__Required actions__.
1. Summarize the email about the fsldma patch in two sentences.
2. In the email about the fsldma patch, which cookie number does Shi Xuelin-B29237 use when arguing that the scenario may not occur?
3. Decide whether each statement agrees with the email about the fsldma patch, answering yes or no and quoting the words that decide it: (a) The reply is dated Monday, November 28, 2011. (b) Shi Xuelin-B29237 says cookies not returned by fsl_dma_tx_submit(...) are sometimes queried. (c) Ira W. Snyder disagrees with the point about queried cookies.

— START OF Text segment —

From: "Ira W. Snyder" <iws@ovro.caltech.edu>
To: Shi Xuelin-B29237 <B29237@freescale.com>
Cc: "vinod.koul@intel.com" <vinod.koul@intel.com>,
"dan.j.williams@intel.com" <dan.j.williams@intel.com>,
"linuxppc-dev@lists.ozlabs.org" <linuxppc-dev@lists.ozlabs.org>,
Li Yang-R58472 <r58472@freescale.com>,
"linux-kernel@vger.kernel.org" <linux-kernel@vger.kernel.org>
Subject: Re: [PATCH][RFC] fsldma: fix performance degradation by optimizing spinlock use.
Date: Mon, 28 Nov 2011 08:38:15 -0800 [thread overview]
Message-ID: <20111128163814.GA10919@ovro.caltech.edu> (raw)
In-Reply-To: <DBB740589CE8814680DECFE34BE197AB148CDD@039-SN1MPN1-006.039d.mgd.msft.net>
On Thu, Nov 24, 2011 at 08:12:25AM +0000, Shi Xuelin-B29237 wrote:
> Hi Ira,
>
> Thanks for your review.
>
> After second thought, I think your scenario may not occur.
> Because the cookie 20 we query must be returned by fsl_dma_tx_submit(...) in practice.
> We never query a cookie not returned by fsl_dma_tx_submit(...).
>
I agree about this part.

— END OF Text segment —
— START OF Source material —

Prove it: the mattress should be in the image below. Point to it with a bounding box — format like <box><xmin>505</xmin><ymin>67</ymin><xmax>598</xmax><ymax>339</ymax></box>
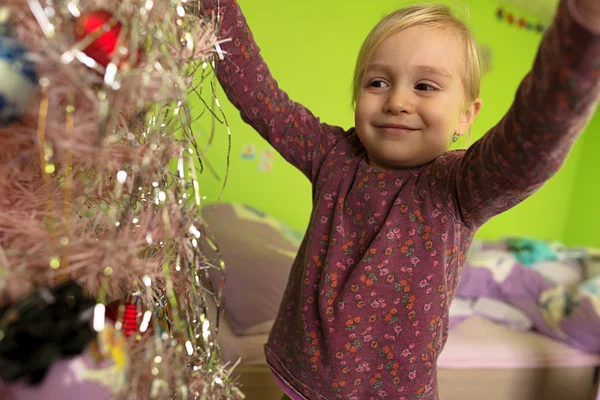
<box><xmin>207</xmin><ymin>299</ymin><xmax>600</xmax><ymax>400</ymax></box>
<box><xmin>207</xmin><ymin>284</ymin><xmax>600</xmax><ymax>369</ymax></box>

— END OF Source material —

__Task-by-task answers__.
1. Ira W. Snyder replies to Shi Xuelin-B29237 about the patch "fsldma: fix performance degradation by optimizing spinlock use." Shi Xuelin had argued that Ira's scenario may not occur because any cookie queried must have been returned by fsl_dma_tx_submit(...), and Ira agrees with that part.

2. Cookie 20.

3.
(a) Yes: "Date: Mon, 28 Nov 2011 08:38:15 -0800"
(b) No: "We never query a cookie not returned by fsl_dma_tx_submit(...)."
(c) No: "I agree about this part."